- _Data_
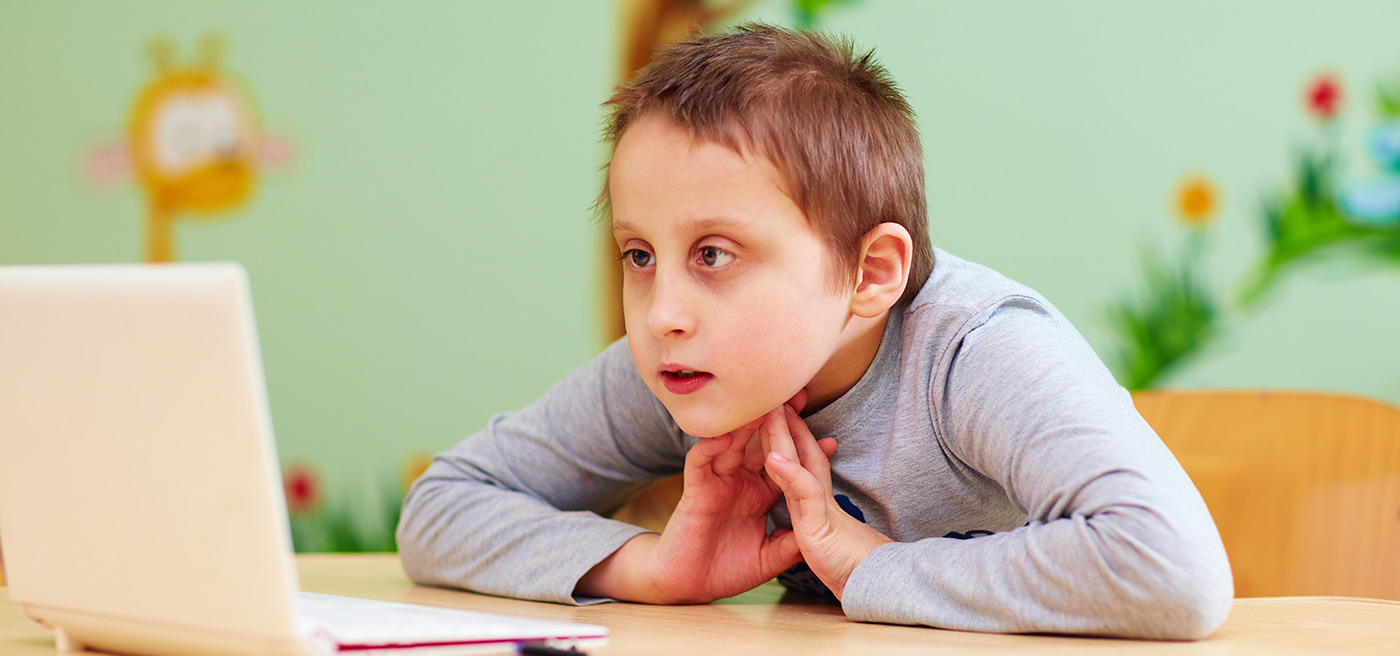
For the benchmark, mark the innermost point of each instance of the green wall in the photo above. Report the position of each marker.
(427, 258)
* * *
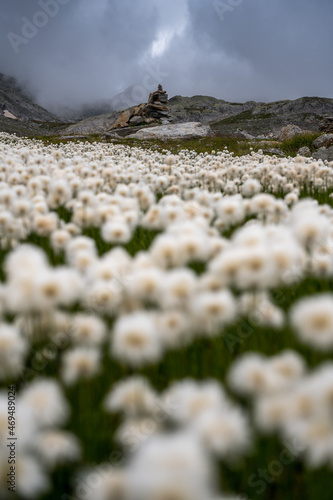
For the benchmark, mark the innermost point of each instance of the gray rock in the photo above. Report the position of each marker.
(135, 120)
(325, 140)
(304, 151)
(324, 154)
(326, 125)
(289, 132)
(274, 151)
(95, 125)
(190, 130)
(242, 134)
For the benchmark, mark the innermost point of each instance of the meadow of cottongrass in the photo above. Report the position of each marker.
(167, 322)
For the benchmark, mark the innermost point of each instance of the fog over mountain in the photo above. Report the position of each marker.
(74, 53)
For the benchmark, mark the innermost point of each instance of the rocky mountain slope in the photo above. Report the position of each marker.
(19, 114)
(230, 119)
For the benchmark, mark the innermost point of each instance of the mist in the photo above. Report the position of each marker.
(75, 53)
* * *
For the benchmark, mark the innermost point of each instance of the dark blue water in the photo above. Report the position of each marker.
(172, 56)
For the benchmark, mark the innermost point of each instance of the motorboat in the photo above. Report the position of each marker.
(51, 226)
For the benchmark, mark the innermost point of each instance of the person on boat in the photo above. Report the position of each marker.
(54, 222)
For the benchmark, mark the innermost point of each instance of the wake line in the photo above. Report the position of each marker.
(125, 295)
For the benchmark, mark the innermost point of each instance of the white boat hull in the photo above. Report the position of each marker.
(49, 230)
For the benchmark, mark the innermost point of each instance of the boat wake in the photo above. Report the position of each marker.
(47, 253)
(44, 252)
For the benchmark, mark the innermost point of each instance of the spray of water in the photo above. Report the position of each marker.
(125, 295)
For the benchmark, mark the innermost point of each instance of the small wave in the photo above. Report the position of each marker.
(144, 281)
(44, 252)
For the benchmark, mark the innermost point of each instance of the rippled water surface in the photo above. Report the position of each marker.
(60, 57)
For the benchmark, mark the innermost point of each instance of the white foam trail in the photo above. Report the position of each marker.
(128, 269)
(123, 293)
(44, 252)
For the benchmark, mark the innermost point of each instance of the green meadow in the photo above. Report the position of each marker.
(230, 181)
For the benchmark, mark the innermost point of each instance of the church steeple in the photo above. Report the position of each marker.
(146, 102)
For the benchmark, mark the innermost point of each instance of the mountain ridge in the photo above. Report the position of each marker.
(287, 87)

- _Goal_
Please report each line in the material above that contains the word "white", copying every such line in full.

- _Response to the task_
For the benchmark, mark the innermost point of each instance of the white boat hull in the photo above. Report the position of each marker.
For the benchmark, mark the innermost point of each instance of the white foam trail in the photo above. Report the position of each marker.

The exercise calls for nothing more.